Request:
List each line of the listing below that contains the string "grass".

○ ○ ○ ○ ○

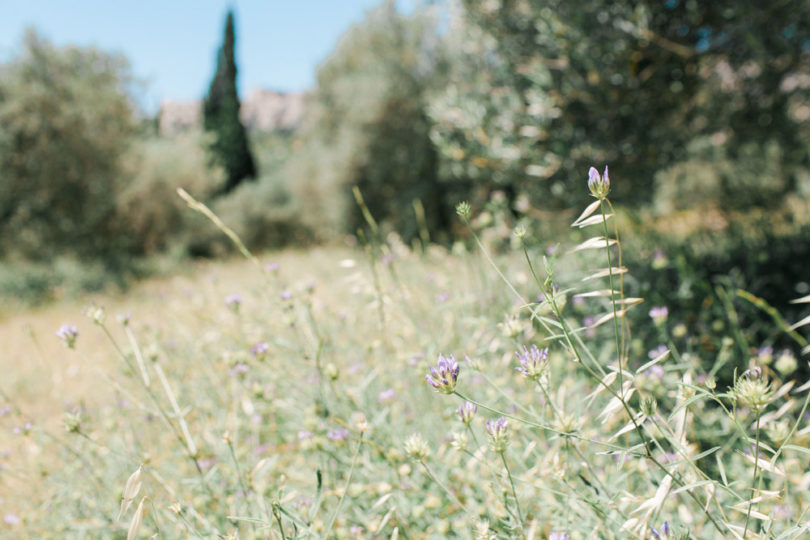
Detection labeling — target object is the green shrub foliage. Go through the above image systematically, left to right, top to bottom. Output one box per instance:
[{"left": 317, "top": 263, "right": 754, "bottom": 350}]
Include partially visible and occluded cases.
[
  {"left": 203, "top": 11, "right": 256, "bottom": 193},
  {"left": 0, "top": 31, "right": 136, "bottom": 260}
]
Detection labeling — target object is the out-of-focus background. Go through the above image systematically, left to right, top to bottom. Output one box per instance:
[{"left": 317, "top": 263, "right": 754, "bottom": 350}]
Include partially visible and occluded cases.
[{"left": 0, "top": 0, "right": 810, "bottom": 316}]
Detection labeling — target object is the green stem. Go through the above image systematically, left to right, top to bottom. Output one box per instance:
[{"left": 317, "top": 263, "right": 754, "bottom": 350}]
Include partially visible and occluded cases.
[
  {"left": 599, "top": 199, "right": 624, "bottom": 400},
  {"left": 743, "top": 409, "right": 760, "bottom": 538},
  {"left": 326, "top": 433, "right": 363, "bottom": 533},
  {"left": 500, "top": 452, "right": 523, "bottom": 527},
  {"left": 419, "top": 461, "right": 475, "bottom": 516}
]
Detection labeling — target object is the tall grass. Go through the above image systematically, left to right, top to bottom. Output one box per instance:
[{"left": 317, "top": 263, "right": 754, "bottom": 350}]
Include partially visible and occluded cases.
[{"left": 3, "top": 171, "right": 810, "bottom": 539}]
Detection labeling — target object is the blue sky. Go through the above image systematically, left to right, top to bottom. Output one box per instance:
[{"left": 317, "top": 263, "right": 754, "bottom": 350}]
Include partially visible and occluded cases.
[{"left": 0, "top": 0, "right": 410, "bottom": 110}]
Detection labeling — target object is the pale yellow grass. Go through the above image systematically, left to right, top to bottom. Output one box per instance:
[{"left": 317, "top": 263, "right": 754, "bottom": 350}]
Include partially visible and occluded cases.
[{"left": 0, "top": 248, "right": 360, "bottom": 513}]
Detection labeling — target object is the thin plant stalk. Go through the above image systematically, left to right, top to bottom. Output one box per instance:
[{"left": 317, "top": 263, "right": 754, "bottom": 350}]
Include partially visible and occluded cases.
[
  {"left": 743, "top": 408, "right": 760, "bottom": 538},
  {"left": 326, "top": 432, "right": 363, "bottom": 533},
  {"left": 499, "top": 452, "right": 523, "bottom": 527}
]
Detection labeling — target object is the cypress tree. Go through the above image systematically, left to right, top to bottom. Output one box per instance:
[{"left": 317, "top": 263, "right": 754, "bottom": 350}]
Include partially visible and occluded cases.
[{"left": 203, "top": 10, "right": 256, "bottom": 193}]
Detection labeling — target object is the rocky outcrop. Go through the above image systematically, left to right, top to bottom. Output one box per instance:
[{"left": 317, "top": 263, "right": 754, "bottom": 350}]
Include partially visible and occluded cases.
[{"left": 158, "top": 89, "right": 307, "bottom": 137}]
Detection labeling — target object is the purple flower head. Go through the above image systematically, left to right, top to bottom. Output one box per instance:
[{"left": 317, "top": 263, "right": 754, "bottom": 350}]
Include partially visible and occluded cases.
[
  {"left": 588, "top": 165, "right": 610, "bottom": 199},
  {"left": 225, "top": 293, "right": 242, "bottom": 313},
  {"left": 650, "top": 306, "right": 669, "bottom": 325},
  {"left": 56, "top": 324, "right": 79, "bottom": 349},
  {"left": 250, "top": 341, "right": 270, "bottom": 358},
  {"left": 515, "top": 345, "right": 548, "bottom": 382},
  {"left": 425, "top": 354, "right": 459, "bottom": 394},
  {"left": 456, "top": 401, "right": 478, "bottom": 425},
  {"left": 485, "top": 416, "right": 509, "bottom": 454},
  {"left": 326, "top": 428, "right": 349, "bottom": 442}
]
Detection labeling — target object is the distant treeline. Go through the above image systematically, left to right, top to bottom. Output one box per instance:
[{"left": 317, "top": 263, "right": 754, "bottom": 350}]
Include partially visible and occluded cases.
[{"left": 0, "top": 0, "right": 810, "bottom": 268}]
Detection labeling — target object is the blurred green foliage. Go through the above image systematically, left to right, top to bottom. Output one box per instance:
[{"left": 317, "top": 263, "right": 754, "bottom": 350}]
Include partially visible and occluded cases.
[
  {"left": 286, "top": 2, "right": 445, "bottom": 238},
  {"left": 203, "top": 11, "right": 256, "bottom": 193},
  {"left": 0, "top": 32, "right": 136, "bottom": 261}
]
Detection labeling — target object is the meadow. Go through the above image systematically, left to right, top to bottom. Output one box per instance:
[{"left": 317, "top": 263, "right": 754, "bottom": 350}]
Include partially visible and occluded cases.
[{"left": 0, "top": 184, "right": 810, "bottom": 539}]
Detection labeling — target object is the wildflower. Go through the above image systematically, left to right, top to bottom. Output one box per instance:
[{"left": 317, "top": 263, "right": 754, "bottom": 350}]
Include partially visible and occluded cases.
[
  {"left": 588, "top": 165, "right": 610, "bottom": 200},
  {"left": 456, "top": 201, "right": 470, "bottom": 218},
  {"left": 652, "top": 249, "right": 669, "bottom": 270},
  {"left": 225, "top": 294, "right": 242, "bottom": 313},
  {"left": 89, "top": 306, "right": 107, "bottom": 326},
  {"left": 650, "top": 306, "right": 669, "bottom": 326},
  {"left": 56, "top": 324, "right": 79, "bottom": 349},
  {"left": 515, "top": 345, "right": 548, "bottom": 382},
  {"left": 756, "top": 346, "right": 773, "bottom": 366},
  {"left": 774, "top": 349, "right": 799, "bottom": 375},
  {"left": 425, "top": 354, "right": 459, "bottom": 394},
  {"left": 731, "top": 372, "right": 772, "bottom": 414},
  {"left": 641, "top": 396, "right": 658, "bottom": 418},
  {"left": 456, "top": 401, "right": 478, "bottom": 425},
  {"left": 486, "top": 416, "right": 509, "bottom": 454},
  {"left": 765, "top": 420, "right": 790, "bottom": 445},
  {"left": 450, "top": 431, "right": 470, "bottom": 452},
  {"left": 405, "top": 433, "right": 430, "bottom": 461}
]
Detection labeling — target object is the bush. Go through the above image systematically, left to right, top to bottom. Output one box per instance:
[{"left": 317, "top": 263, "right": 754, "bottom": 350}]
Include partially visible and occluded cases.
[{"left": 0, "top": 32, "right": 135, "bottom": 260}]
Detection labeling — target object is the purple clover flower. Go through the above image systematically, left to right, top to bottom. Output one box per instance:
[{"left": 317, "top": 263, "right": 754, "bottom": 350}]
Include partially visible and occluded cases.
[
  {"left": 588, "top": 165, "right": 610, "bottom": 200},
  {"left": 650, "top": 306, "right": 669, "bottom": 325},
  {"left": 56, "top": 324, "right": 79, "bottom": 349},
  {"left": 515, "top": 345, "right": 548, "bottom": 382},
  {"left": 425, "top": 354, "right": 459, "bottom": 394},
  {"left": 456, "top": 401, "right": 478, "bottom": 425},
  {"left": 485, "top": 416, "right": 509, "bottom": 454},
  {"left": 650, "top": 521, "right": 670, "bottom": 540}
]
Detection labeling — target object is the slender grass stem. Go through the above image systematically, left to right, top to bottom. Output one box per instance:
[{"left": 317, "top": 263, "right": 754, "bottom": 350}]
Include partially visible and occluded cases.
[
  {"left": 599, "top": 199, "right": 624, "bottom": 400},
  {"left": 743, "top": 409, "right": 760, "bottom": 538},
  {"left": 326, "top": 433, "right": 363, "bottom": 534},
  {"left": 499, "top": 452, "right": 523, "bottom": 527}
]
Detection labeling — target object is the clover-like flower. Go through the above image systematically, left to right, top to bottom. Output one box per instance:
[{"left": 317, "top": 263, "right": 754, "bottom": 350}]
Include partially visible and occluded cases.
[
  {"left": 588, "top": 165, "right": 610, "bottom": 200},
  {"left": 650, "top": 306, "right": 669, "bottom": 326},
  {"left": 515, "top": 345, "right": 548, "bottom": 382},
  {"left": 425, "top": 354, "right": 459, "bottom": 394},
  {"left": 486, "top": 416, "right": 509, "bottom": 454}
]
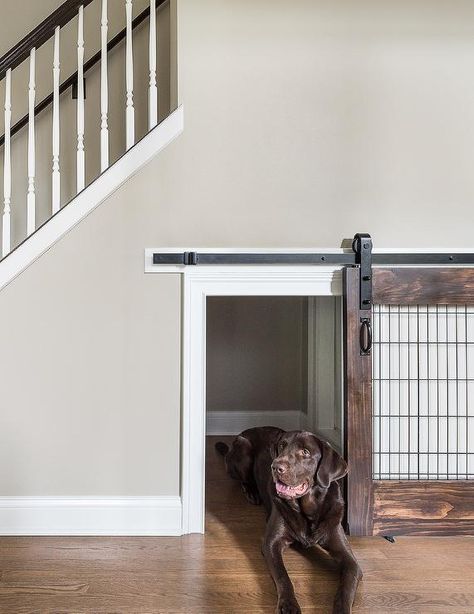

○ ○ ○ ○ ○

Correct output:
Detection labeling — target object is the tall grass. Go through the above image systematically, left to right, top to bottom. Output one box per instance:
Detection labeling — target object is the pale yellow grass. Go through the above image systematically, left to right, top to bottom. Output one box per instance:
Detection labeling — target object is the slender grass stem. Go through the above image systematically, left to right, top to bottom. Output one box per instance:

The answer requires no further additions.